* [TASK LIST]
**1.** In the text on why water poured into hot oil is dangerous, how hot can oil get when it is around its smoke point?
**2.** Carry on the text about pouring water into hot oil, starting after its last sentence.

* [TEXT BLOCK]
Because water is heavier (more dense, sinks below oil) it will go under, and as it begins to boil, the blobs or water become air pockets that rise and burst

Anonymous 0 Comments

Oil has higher boiling point than water.

Oil into boiling water -> oil heats up, nothing happens.

Water into boiling oil -> water almost instantly vapourizes, expanding rapidly and carrying oil droplets with it (which often ignite if there’s an open flame nearby).

Anonymous 0 Comments

1. Hot oil is simply way hotter than boiling water.
2. Water is denser than oil, so it sinks.

For a pot of boiling water, it is at its **maximum** temperature and literally no hotter temp exists for it (it has to transform into steam and leave the pot to get hotter). From the perspective of oil, boiling water is just fairly hot. The oil will float on top and you just have oily boiling water.

For a pot of hot oil, it could get very hot, far beyond the boiling point of water. If you pour water into really hot oil, well, from the perspective of water, the temperature is hotter than is physically possible, and it will turn into steam. This *might* have been kinda safe if the water was able to float on top of the water, but it doesn’t: the water both *sinks* and *explodes into steam* at the *same time*.

For reference, when measured in Celcius, water is liquid from 0C to 100C. Under 0 it freezes, over 0 it boils into steam. Hot oil can maybe get as hot as 200C if it is around its smoke point. It would be inaccurate to call that ‘twice as hot as boiling water’, but it is ‘twice the difference in temperature between frozen water and steam’. (You usually wouldn’t cook with a bot of oil at smoking point, but the point remains that you can go hotter than 100C.)

Anonymous 0 Comments

Water sinks, boils, turns to steam and rises rapidly causing the explosion of boiling oil. Oil is heavier than water and boils but doesn’t change it’s state so it just stays where it is but really hot.

Anonymous 0 Comments

Boiling oil is much hotter than water’s boiling point. Throw water into boiling oil and it instantly vaporises into a cloud of steam. That instant boiling takes the oil with it, like a huge splash, and now you have a cloud of extremely hot oil droplets.

* [EXTRACTED INFORMATION]
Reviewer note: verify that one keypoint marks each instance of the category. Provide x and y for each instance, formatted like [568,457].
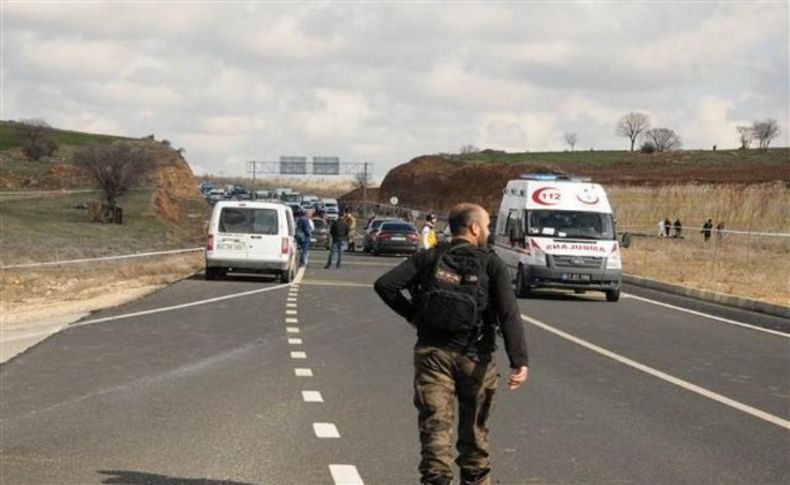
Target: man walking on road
[459,291]
[304,229]
[339,234]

* [ANSWER SECTION]
**1.** Maybe as hot as 200C.

**2.**
If that oil was actually on fire, then instead of just the surface oil burning slowly you suddenly have millions of tiny droplets burning very fast over a very large volume. This is very bad.

Add cold oil to boiling water and nothing happens because the oil doesn’t boil. You just get hotter oil and maybe cooler water. It’s not the evaporating oil that burns, it’s the violent vaporization of water throwing the oil on the air that causes fires. If you somehow had the water under so much pressure that it was still liquid well above the oil’s flash point (the temperature it combusts) when you dump in the oil, the you might be able to get a similar fireball but at those pressures the oil wouldn’t want to vaporize either, and releasing the pressure would explosively boil the water anyway

Anonymous 0 Comments

Energy density.

Heat is a biproduct of energy transference. Energy density speaks to how much energy a material can have before it changes states. Oil takes more energy to change states from a liquid to a gas than water does.

Energy also likes to equalize so when a material with a lot of energy touches an energy with not much energy, the energy transfers from one to the other until they reach an equilibrium (if they can reach an equilibrium). We observe this in the kitchen with heat.

Since Oil takes a lot of energy to change state it holds a lot of energy. It coincidently holds enough energy that, while “hot enough”, it can transfer enough energy per second to have the amount of energy being put into the water reach that state-changing threshold requirement, and the water (near-instantly) changes state from liquid to gas. That gas takes up more space than the water did, and explodes outward from the oil.

It should be noted that this may still occur in a pot of oil that’s below the temperature of water boiling because of the energy density taking more energy to get the oil’s temperature to reach that level (degree of temperature), than it takes water.

Since oil has a higher energy density capacity than water, and takes more energy to change state, dropping oil into boiling water (water in the process of changing state) it reaches an energy equilibrium but does not change state itself.